**PROBLEM DETAILS**
Search the records for the string "roll", and show each line where it appears.

╭─ RECORDS TO PROCESS

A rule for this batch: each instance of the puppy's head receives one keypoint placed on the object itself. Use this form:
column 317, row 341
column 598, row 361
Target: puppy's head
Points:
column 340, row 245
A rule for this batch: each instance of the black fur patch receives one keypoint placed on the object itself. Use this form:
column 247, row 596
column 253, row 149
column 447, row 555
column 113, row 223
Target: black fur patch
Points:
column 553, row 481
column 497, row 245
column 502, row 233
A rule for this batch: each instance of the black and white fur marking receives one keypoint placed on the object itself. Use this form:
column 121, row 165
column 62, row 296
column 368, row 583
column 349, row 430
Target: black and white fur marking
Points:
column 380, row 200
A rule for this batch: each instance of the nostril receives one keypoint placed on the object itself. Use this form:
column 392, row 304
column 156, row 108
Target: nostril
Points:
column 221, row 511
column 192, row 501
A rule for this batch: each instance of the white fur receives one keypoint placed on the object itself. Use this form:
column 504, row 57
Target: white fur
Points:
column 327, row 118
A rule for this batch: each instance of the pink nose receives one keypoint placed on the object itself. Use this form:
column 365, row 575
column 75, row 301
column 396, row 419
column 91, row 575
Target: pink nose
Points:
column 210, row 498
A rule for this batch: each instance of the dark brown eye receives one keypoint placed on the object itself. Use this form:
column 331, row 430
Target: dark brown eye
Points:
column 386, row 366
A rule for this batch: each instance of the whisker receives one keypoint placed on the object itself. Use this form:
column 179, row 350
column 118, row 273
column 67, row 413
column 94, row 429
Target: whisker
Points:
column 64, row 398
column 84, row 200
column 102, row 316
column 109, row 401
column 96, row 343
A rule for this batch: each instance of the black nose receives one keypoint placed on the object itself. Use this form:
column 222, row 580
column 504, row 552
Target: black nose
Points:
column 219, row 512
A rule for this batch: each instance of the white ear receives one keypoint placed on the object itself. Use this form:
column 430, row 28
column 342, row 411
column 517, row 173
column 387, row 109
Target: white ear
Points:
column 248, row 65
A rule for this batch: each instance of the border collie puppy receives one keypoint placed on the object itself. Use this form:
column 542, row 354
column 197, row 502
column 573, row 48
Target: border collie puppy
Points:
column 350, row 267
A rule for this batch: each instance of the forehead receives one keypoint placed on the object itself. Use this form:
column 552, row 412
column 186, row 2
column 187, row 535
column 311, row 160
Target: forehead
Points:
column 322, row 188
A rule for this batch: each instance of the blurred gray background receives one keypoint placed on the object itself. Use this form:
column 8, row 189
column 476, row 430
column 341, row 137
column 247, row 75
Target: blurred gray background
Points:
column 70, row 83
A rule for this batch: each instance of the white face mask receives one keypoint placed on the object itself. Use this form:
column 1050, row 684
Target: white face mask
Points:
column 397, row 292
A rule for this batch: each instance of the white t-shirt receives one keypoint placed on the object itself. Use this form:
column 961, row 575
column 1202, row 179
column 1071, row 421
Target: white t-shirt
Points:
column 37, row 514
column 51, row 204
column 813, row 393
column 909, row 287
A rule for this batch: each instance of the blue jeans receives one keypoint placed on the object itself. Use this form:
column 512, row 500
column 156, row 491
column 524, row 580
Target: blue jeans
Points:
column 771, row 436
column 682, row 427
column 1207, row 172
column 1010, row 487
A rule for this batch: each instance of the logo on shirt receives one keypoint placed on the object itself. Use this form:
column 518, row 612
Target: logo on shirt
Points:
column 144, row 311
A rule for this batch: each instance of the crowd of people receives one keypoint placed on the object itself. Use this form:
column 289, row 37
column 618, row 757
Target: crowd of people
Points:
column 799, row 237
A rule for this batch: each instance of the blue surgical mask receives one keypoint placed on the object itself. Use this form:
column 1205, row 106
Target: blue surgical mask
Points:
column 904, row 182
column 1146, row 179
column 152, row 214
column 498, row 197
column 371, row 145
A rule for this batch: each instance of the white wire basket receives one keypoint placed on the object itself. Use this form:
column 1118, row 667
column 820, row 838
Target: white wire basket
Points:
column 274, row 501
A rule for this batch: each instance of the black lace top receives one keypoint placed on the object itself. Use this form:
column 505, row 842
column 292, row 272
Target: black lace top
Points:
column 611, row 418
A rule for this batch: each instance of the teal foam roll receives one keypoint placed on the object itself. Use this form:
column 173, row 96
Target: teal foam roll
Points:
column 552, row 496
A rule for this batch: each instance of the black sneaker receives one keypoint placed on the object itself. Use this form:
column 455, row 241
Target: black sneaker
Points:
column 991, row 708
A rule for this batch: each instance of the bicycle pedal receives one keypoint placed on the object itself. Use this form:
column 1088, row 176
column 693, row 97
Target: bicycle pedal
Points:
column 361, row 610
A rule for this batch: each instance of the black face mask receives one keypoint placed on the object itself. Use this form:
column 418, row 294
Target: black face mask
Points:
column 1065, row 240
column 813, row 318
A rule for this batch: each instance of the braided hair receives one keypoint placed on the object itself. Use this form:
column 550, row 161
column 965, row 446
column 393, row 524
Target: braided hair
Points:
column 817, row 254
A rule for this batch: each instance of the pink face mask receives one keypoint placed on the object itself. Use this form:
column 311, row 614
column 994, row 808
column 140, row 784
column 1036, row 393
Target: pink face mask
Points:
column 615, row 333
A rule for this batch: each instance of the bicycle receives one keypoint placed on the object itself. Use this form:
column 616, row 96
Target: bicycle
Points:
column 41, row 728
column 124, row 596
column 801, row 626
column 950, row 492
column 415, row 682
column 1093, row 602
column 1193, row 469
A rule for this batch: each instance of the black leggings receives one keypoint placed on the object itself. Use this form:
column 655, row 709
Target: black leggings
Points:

╰─

**ANSWER TO THE PROBLEM**
A rule for this batch: each instance of the teal foam roll receives one keypoint placed on the object itself. Use this form:
Target: teal foam roll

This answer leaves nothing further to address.